-- Text section follows --

Gaylord Perry (1938-2022)

Thursday, December 01 2022 @ 12:16 PM EST

Contributed by: Magpie

There was much more to him than the spitball.

He was a horse. He didn't become a full-time starter until he was 27 years old, but over the next fifteen seasons, through his age 41 season, his average year was 18-13, 2.87, pitching 285 innings and completing more than half of his starts. Year after year after year. You'll take that on your team. He never had a bad season - at least not until he had turned 42 and had declined to the level of roughly league average inning eater. He threw strikes and he kept the ball in the yard.

Perry was notorious, if not legendary, for the mind games he played with hitters his whole career. His mid-career autobiography was entitled Me and the Spitter and it blithely catalogues all the various ways Perry knew how to doctor a baseball, tricks he claimed to have learned from Bob Shaw, who was himself a notorious spitballer. Before every pitch, Perry fidgeted endlessly on the mound, touching various parts of his head and his neck and his uniform. It made the opposition crazy, but no one ever caught him until August 1982, by which time he'd already won 300 games.

He was a redneck, a country boy from a very small town in North Carolina called Williamston - back home his name was pronounced "Gay-lerd" (rhymes with "bird".) His big brother Jim preceded him to the majors, and also had trouble establishing himself as a full-time starter. Jim spent the first ten years of his career as a swingman  before finally getting his chance and giving the Twins a couple of 20 win seasons.

-- Text section concluded --

* Task instructions *
1. Do these statements agree with the piece on Gaylord Perry? (a) Perry became a full-time starter at age 27. (b) Perry was caught doctoring the ball before he won 300 games. (c) Perry came from a small town in North Carolina called Williamston. For each, answer yes or no and quote the deciding words of the piece.
2. Echo the piece on Gaylord Perry word for word, from "He was a redneck, a" up to and including "20 win seasons.".

-- Dataset excerpts follows --

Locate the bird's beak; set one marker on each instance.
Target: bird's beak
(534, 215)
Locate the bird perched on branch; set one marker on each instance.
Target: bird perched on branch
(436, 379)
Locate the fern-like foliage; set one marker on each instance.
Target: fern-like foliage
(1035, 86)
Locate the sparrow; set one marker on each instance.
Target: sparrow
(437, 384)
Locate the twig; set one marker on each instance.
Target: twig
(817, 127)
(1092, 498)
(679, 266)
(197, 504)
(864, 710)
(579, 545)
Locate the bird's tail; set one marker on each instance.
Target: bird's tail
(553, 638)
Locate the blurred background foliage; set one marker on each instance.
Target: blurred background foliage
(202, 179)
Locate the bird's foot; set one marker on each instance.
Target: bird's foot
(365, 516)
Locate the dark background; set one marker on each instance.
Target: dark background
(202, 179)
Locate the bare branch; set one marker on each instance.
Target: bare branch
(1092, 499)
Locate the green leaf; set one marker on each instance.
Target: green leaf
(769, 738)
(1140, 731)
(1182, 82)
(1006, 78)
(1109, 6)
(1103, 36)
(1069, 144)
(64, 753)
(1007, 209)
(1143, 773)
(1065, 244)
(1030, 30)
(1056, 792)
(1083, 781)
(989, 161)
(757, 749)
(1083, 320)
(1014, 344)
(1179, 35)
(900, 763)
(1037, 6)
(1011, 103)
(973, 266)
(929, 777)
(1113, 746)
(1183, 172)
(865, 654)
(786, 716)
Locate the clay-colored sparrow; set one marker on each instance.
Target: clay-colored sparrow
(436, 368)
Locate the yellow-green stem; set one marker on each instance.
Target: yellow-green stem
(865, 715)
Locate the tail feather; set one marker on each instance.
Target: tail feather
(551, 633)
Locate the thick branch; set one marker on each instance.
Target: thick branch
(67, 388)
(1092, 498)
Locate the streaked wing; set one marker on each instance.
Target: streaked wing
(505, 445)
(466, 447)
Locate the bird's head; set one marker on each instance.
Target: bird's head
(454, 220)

-- Dataset excerpts concluded --

* Answer list *
1.
(a) Yes: "He didn't become a full-time starter until he was 27 years old"
(b) No: "no one ever caught him until August 1982, by which time he'd already won 300 games."
(c) Yes: "a country boy from a very small town in North Carolina called Williamston"

2.
He was a redneck, a country boy from a very small town in North Carolina called Williamston - back home his name was pronounced "Gay-lerd" (rhymes with "bird".) His big brother Jim preceded him to the majors, and also had trouble establishing himself as a full-time starter. Jim spent the first ten years of his career as a swingman  before finally getting his chance and giving the Twins a couple of 20 win seasons.